# DIY BLDC motor?



## rwaudio (May 22, 2008)

I'd say look for a used forklift motor....


----------



## Salty9 (Jul 13, 2009)

Lot of BLDC motor building going on here: http://www.rcgroups.com/electric-motor-design-and-construction-361/ 

Of course, it's mostly small motors intended for RC planes and such. I think you will find that a controller will be a larger issue than the motor.


----------



## PZigouras (Jun 5, 2010)

I tried to build one before, and it seems that building it is actually the easy part... designing it was the hard part. Most brushless motors are around 90% efficient, but the one I built tested out at less than 40%. I probably could have boosted that by adjusting the timing, but I don't think it would have made a lot of difference.

I should have run a mag simulator to test it on the computer before actually building it... would have saved me a lot of trial-and-error. Keep in mind that if your car has a 30-mile range with a Warp 9, and you build a motor that is only 50% efficient (let's say).... then you will have a range of less than 19 miles. Plus with all the extra heat, those magnets will not last very long.

If you can get the blueprints for a really efficient motor, I would say build it. But if you can't I wouldn't... it would be a waste of time.


----------



## o0o (Jun 29, 2011)

### Parts of the exercise
A. In the listing, switch "man's" to "person's" in the part that runs from its start through the line containing "[378,208,402,220]", and give that part again with everything else unchanged, leaving out the pictures.
B. Resume the forum thread on building a DIY BLDC motor from the point where it stops.
The forum thread and the listing have nothing to do with each other.

### Provided records
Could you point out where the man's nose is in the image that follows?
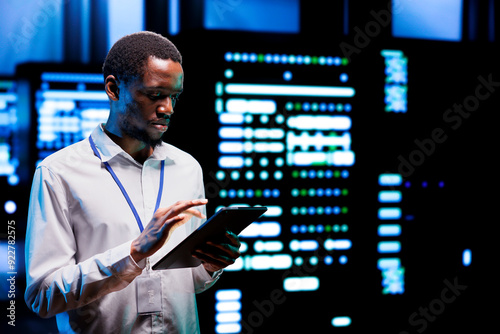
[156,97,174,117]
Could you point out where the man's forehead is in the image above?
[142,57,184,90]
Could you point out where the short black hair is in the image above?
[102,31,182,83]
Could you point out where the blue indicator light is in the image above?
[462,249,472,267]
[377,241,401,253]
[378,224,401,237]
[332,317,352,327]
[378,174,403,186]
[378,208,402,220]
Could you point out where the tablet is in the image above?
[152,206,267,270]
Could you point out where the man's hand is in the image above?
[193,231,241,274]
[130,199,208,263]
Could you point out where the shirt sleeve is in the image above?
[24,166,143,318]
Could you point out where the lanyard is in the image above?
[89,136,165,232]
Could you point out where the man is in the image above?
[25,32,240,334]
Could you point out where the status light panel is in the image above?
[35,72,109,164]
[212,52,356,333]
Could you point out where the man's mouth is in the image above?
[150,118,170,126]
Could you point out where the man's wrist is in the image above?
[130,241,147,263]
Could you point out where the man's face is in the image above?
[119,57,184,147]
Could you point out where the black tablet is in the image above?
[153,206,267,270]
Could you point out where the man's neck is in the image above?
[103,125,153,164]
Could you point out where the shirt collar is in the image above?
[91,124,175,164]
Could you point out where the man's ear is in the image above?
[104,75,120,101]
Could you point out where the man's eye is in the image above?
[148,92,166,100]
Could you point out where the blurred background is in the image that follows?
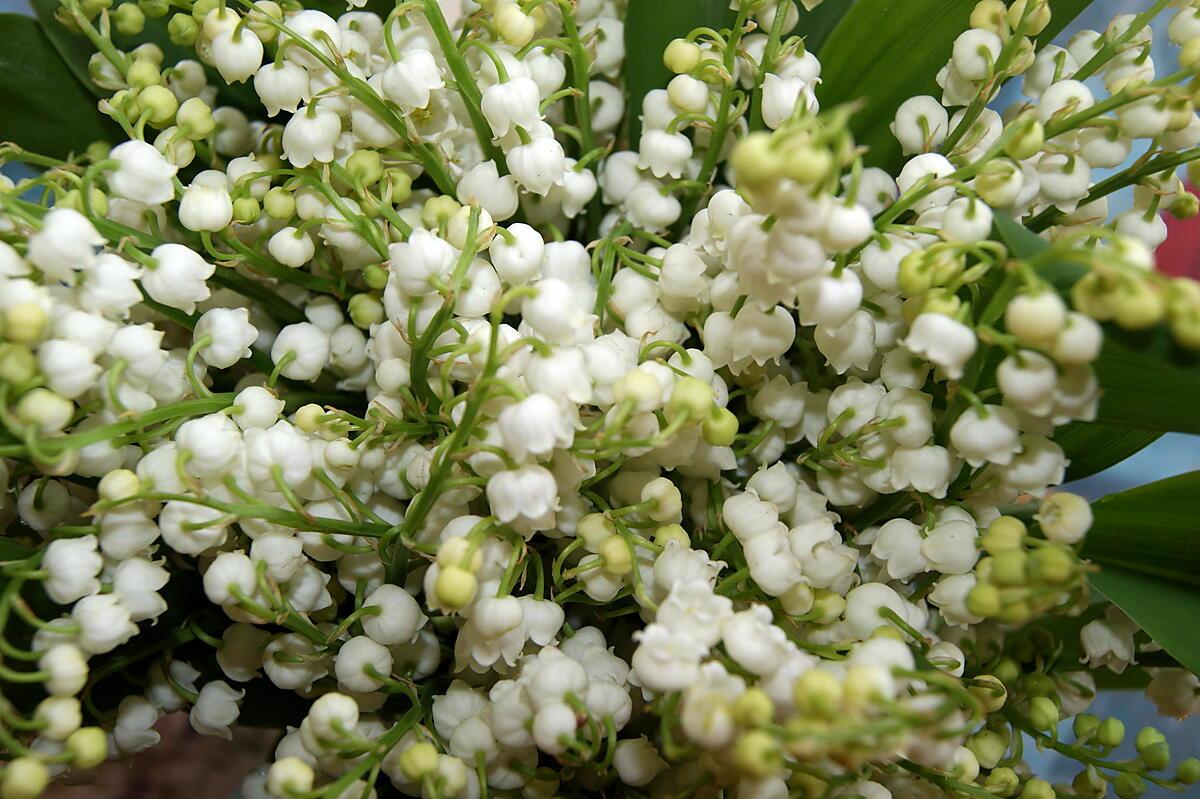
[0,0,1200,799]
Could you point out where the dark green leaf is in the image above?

### Expected answers
A.
Could you point out where the person's nose is in the image that follows?
[156,97,174,117]
Could you point out where the person's forehead is in the image above?
[142,57,184,90]
Could you point out where the short black hair is in the image above?
[102,31,182,83]
Could you point out where the blue indicator light is in the image above?
[462,249,472,267]
[377,241,401,253]
[378,224,401,237]
[332,317,352,327]
[378,174,403,186]
[378,208,402,220]

B.
@rwaudio
i thought about that, would be cheaper too(i hope so^^) but i'm afraid that it got too less power^^

@PZigouras
ok that was what i wanna hear...if i will find blueprints you'll the first to know


@all
i'm surprised how friendly people here are,...i thought you guys gonna say fuck off freak


----------



## PThompson509 (Jul 9, 2009)

Now why would we tell you to go away? We LIKE to build stuff, and personally, I think it's great you are trying to build your own motor.

Please keep us posted on your progress.

Cheers!
Peter


----------



## o0o (Jun 29, 2011)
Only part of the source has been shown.